++++ EXCERPTED TEXT ++++

Putting Whistler and its mountain neighbourhood on the map

Part I — Breaking trail

Today you can do the Spearhead Traverse from Blackcomb Mountain to Whistler Mountain in a day or two if you’re in a hurry, the ski lifts are operating, the weather co-operates, and there are some good skin tracks to follow. Most people now take about three to five days, stopping at the Russet Lake cabin along the way.

But back in the spring of 1964 there weren’t any skin tracks or a ski lift to get you started. There weren’t any usable cabins. There wasn’t even an up-to-date topographical map for the area surrounding the Fitzsimmons Creek watershed. It was as yet untamed – and largely unnamed – territory.

By all appearances the watershed is a remote and inhospitable bowl of rock and ice, hemmed in by forbidding glaciers and stark peaks with a corridor of trees huddled at the bottom. Aside from a few mining claims here and there, the area was really of interest only to a handful of mountaineers with the same motives that all explorers share.

Whether you label it a geological, geographical or other scientific expedition, the real point of the whole journey to the top of the mountain and back down again is the adventure – meeting challenges, facing the elements, and treading into the unknown where few, if any, have gone before.

In 1964, with mountaineering teams criss-crossing the province, tackling one peak after another, the Spearhead ski traverse was finally conquered.

There was an attempt at a high level ski traverse of the area 10 years earlier, in 1954, by some of the more rambunctious members of the University of British Columbia Varsity Outdoor Club, but that group was forced to find a shortcut out through the bottom of the valley when the weather turned ugly.

Their earlier claim to fame was the first ascent of Mount Neal in the north-east corner of Garibaldi Park, named after Dr. Neal Carter, a legendary explorer and mountaineer who made a number of first ascents and discoveries within the park decades earlier.

It would be 10 years before another VOC expedition would make another attempt at the traverse. The group consisted of Albert Port, Alistair MacDonald, Chris Gardner and Karl Ricker, all experienced mountaineers and skiers.

++++ DATA SECTION ++++

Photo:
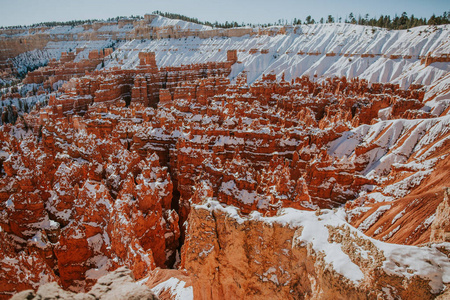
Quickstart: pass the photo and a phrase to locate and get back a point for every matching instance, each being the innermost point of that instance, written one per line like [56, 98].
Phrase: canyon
[291, 162]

++++

- _ACTIONS TO TAKE_
a) Name every member of the 1964 Varsity Outdoor Club group listed in the Spearhead Traverse excerpt.
b) According to the Spearhead Traverse excerpt, what made the 1954 group take a shortcut out through the bottom of the valley?
c) Carry on the Spearhead Traverse excerpt, starting right after its final sentence.

- _RESULTS_
a) Albert Port, Alistair MacDonald, Chris Gardner, Karl Ricker

b) The weather turned ugly.

c)
The community of Alta Lake, a collection of lodges and cabins, was usually a three-hour train ride from North Vancouver in those days, which was about three to four hours faster than the teeth-rattling, bone-jarring ride up the rocky dirt road under the power lines.

On a May morning, the day after exams Ricker recalls, the group boarded a passenger train to Rainbow Lodge Station, where Rainbow Park currently sits.

According to the official version, as written by Ricker in his submission to the Canadian Permanent Committee on Geographic Names (CPCGN) in December of 1964, the "primary purpose of the trip was to check the future recreational possibilities for the clubs concerned and to pioneer a safe route through the area to many would-be followers once the lifts are installed on London Mountain."

During the trip the group would use a 1928 map of Garibaldi Park, the best that was available at the time, as well information they had collected from members of the 1954 trip. However, it was clear from the start that they would have to improvise as they went. The area hadn’t been mapped thoroughly in the past, and the 1928 park map was shy of many important details – only the major features in the area were identified and had geographical names.

Further complicating things, the reproducers of the map they were using had curiously omitted the outlines of major glaciers.

"Upon casual glance of the 1928 map, one is led to believe that the area is well garnished with names denoting its physiographic features," wrote Ricker.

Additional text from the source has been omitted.